Stored data entries
=-=-=

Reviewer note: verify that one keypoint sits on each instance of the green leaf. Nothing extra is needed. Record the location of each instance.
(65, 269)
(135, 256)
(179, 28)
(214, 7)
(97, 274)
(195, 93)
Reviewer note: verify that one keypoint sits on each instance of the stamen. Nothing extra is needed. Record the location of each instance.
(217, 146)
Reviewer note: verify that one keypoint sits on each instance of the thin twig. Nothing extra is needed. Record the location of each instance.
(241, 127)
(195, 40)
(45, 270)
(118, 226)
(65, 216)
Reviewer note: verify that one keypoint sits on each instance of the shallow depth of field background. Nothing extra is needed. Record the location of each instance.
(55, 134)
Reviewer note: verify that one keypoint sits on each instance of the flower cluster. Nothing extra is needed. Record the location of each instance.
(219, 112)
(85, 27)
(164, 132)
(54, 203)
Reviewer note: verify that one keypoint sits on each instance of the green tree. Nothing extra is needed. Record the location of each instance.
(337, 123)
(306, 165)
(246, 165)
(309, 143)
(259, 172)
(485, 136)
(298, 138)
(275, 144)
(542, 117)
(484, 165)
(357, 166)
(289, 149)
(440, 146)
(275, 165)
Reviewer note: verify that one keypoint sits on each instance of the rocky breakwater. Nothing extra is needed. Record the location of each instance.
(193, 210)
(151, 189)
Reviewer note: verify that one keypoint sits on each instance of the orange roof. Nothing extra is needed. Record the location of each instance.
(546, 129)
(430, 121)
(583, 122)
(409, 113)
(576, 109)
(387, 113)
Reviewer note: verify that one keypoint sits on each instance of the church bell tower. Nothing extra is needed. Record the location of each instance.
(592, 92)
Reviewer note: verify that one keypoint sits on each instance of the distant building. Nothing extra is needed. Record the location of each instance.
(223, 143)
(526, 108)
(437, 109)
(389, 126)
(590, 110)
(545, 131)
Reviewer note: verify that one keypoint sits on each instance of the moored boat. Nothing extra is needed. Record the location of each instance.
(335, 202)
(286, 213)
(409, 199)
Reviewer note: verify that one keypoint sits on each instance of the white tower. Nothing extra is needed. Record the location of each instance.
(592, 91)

=-=-=

**Work required**. Find the line that contains "of the flower". Write out that line and every line after it through the end of the data, exactly, and nothing else.

**Answer below**.
Reviewer note: verify that one keypoint sits on each instance of the flower cluster. Nothing extra is needed. Record the location of each instance.
(219, 112)
(85, 27)
(164, 132)
(54, 203)
Reviewer note: verify that one keypoint sits on each instance of the green tree. Nothing extra is needed. Record the location of each instance.
(337, 123)
(306, 165)
(246, 165)
(309, 143)
(259, 172)
(485, 136)
(298, 138)
(275, 144)
(542, 117)
(484, 165)
(357, 166)
(289, 149)
(440, 146)
(275, 165)
Reviewer note: verify that one keypoint sits on each instance of the rocky breakwater. Nothing extra is needed. Record the location of each instance.
(193, 210)
(151, 189)
Reviewer note: verify that one keypoint sits on each instance of the orange roof. Nothing extra is needed. Record the location of each instance.
(546, 129)
(430, 121)
(583, 122)
(409, 113)
(576, 109)
(387, 113)
Reviewer note: verify that one keypoint sits on each instance of the church bell tower. Nothing extra is needed. Record the location of each instance.
(592, 92)
Reviewer note: verify that one keypoint sits on each instance of the distant building. Nothing extra is needed. Record the location of each instance.
(223, 143)
(526, 108)
(437, 109)
(389, 126)
(590, 110)
(545, 131)
Reviewer note: verify that one keypoint sits on each instance of the moored boat. Nothing extra is needed. Record the location of each instance.
(335, 202)
(286, 213)
(409, 199)
Reviewer note: verify that one keypoint sits on each instance of the white tower. Nothing extra is needed. Record the location of each instance.
(592, 91)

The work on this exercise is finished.